“Dobbiamo essere aggressivi nel trattare le persone che hanno già subito una frattura”, è l’assunto degli autori. Tanto per cominciare, per tutte le donne in postmenopausa sono raccomandati l’adeguamento dello stile di vita e l’ottimizzazione nutrizionale per la salute delle ossa – in particolare calcio e vitamina D –insieme a una rivalutazione del rischio di fratture a 10 anni.
Come in passato, bisfosfonati e denosumab sono ancora consigliati come terapie di prima linea. Ma a questi trattamenti la Endocrine Society aggiunge teriparatide o abaloparatide per i pazienti con osteoporosi molto grave, fratture multiple e/o densità ossea molto bassa.
Tutte le donne che assumono terapie per l’osteoporosi, ad eccezione degli anabolizzanti, dovrebbero consumare calcio e vitamina D nella loro dieta o assumere integratori.
Il monitoraggio della densità minerale ossea per i pazienti ad alto rischio dovrebbe avvenire ogni 1 o 3 anni.
I rischi dei trattamenti per l’osteoporosi
Alcune fratture femorali atipiche sono state collegate ai bisfosfonati, con la conseguenza che i pazienti spesso chiedono perché dovrebbero assumere un farmaco per prevenire fratture che potrebbe a sua volta causare una frattura. Ma dati recenti “suggeriscono che il rischio di fratture femorali atipiche con bifosfonati resta piuttosto basso”.
Gli autori hanno anche notato che alcuni fattori aumentano quel rischio, in particolar modo una durata maggiore della terapia. “Questo è uno dei motivi per cui abbiamo suggerito un’interruzione temporanea della terapia in persone che sono state trattate con successo con un bifosfonato per un massimo di 3 anni”.
Confronto con le linee guida 2017 degli ACP
Nell’introduzione alle linee guida, il panel dell’Endocrine Society evidenzia alcune differenze tra queste nuove linee guida e quelle emesse dall’American College of Physicians (ACP) nel 2017.
Ad esempio, l’ACP raccomanda che le donne con osteoporosi debbano essere trattate con terapia farmacologica per 5 anni, di non monitorare la loro BMD durante quel periodo e non prospetta differenze rispetto alla durata della terapia tra bifosfonati e denosumab, nonostante i diversi profili farmacocinetici.
#####
§ **Compito da svolgere**:
Ricopia parola per parola la parte del testo sull'osteoporosi che si apre con le parole contenenti "Tutte le donne che" e si chiude con "o assumere integratori.".

(Dati di ancoraggio delle espressioni referenziali)
#####
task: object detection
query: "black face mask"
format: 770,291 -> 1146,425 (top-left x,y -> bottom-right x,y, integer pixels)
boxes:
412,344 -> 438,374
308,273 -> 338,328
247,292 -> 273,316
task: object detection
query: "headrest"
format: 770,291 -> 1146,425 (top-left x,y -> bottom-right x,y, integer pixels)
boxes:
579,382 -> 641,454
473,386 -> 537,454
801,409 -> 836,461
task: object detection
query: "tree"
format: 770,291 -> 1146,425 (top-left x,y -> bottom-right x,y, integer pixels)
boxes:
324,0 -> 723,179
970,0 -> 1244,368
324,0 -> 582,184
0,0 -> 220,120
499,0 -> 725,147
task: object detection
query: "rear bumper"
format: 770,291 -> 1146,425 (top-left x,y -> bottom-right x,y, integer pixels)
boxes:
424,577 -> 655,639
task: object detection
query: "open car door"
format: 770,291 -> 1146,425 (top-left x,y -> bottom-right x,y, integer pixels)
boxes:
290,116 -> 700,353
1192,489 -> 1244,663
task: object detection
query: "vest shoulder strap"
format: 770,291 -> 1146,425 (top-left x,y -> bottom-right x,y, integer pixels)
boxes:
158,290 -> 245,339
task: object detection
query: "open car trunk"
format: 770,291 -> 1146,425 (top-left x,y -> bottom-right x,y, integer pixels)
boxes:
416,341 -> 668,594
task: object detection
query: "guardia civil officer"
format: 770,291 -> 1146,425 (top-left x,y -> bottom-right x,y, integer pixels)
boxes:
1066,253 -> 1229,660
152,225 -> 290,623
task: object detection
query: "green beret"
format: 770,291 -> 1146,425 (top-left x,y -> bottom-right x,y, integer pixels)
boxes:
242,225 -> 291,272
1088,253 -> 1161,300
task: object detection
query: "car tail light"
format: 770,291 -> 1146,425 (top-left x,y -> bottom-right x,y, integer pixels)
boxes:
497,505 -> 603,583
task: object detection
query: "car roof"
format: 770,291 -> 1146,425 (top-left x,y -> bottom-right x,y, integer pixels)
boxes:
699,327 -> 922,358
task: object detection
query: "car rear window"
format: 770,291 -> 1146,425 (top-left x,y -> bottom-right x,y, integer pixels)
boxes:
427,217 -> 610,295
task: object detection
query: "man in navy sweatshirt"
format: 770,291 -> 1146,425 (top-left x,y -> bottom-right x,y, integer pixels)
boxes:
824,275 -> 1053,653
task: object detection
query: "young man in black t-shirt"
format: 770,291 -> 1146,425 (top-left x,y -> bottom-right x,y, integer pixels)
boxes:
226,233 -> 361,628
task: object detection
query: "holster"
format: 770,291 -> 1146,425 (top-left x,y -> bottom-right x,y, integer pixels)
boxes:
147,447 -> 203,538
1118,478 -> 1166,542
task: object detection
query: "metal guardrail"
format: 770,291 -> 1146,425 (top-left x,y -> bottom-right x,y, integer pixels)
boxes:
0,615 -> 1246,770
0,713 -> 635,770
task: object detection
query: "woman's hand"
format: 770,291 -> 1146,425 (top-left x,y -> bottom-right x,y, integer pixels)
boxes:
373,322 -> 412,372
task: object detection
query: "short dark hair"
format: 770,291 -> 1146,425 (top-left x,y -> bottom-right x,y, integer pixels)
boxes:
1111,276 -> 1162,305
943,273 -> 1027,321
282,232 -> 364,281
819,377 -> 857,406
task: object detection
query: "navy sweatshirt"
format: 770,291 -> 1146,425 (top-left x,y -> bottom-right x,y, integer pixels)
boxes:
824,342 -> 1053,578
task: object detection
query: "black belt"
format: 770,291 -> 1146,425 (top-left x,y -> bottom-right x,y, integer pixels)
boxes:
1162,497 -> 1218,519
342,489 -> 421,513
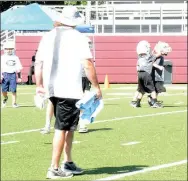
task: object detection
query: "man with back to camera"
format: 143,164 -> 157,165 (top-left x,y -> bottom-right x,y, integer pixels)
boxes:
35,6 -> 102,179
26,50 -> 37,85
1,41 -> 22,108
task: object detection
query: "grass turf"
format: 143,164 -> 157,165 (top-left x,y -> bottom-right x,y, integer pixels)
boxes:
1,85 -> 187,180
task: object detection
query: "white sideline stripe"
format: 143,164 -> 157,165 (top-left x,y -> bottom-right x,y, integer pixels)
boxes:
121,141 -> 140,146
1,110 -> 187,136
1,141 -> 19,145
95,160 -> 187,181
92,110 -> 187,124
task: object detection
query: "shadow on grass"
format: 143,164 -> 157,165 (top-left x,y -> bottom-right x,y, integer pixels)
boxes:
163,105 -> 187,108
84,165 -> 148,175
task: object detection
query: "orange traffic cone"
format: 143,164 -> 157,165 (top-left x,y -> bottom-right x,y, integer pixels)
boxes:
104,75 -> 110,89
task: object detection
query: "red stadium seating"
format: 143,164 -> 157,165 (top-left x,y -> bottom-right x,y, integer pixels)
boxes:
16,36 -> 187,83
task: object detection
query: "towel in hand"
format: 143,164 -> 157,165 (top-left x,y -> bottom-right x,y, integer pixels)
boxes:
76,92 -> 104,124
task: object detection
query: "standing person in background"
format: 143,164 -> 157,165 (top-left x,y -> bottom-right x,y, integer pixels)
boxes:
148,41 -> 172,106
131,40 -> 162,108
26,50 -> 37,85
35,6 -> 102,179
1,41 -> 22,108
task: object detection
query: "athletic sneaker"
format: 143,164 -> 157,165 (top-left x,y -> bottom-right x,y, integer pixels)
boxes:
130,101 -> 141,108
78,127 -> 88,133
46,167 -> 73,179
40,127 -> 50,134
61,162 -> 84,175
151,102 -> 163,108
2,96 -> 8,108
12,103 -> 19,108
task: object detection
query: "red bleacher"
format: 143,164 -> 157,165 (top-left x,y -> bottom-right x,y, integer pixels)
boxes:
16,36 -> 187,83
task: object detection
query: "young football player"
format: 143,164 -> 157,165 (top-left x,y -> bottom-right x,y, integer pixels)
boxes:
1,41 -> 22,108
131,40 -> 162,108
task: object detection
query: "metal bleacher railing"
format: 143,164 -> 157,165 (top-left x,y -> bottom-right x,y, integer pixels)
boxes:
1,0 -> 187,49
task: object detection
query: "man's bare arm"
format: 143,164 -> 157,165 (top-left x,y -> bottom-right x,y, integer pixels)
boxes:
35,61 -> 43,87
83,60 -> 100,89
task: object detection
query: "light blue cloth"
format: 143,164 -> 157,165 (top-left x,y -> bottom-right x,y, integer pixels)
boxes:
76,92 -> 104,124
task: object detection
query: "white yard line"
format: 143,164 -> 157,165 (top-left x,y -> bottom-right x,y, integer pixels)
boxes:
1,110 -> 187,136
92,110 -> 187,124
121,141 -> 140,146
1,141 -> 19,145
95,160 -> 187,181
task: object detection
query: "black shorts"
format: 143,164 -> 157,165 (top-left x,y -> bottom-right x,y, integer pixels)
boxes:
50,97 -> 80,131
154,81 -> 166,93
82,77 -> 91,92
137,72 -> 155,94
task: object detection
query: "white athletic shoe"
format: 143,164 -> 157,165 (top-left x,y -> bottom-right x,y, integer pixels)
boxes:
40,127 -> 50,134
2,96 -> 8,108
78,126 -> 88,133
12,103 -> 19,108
#####
§ **Risultato**:
Tutte le donne che assumono terapie per l’osteoporosi, ad eccezione degli anabolizzanti, dovrebbero consumare calcio e vitamina D nella loro dieta o assumere integratori.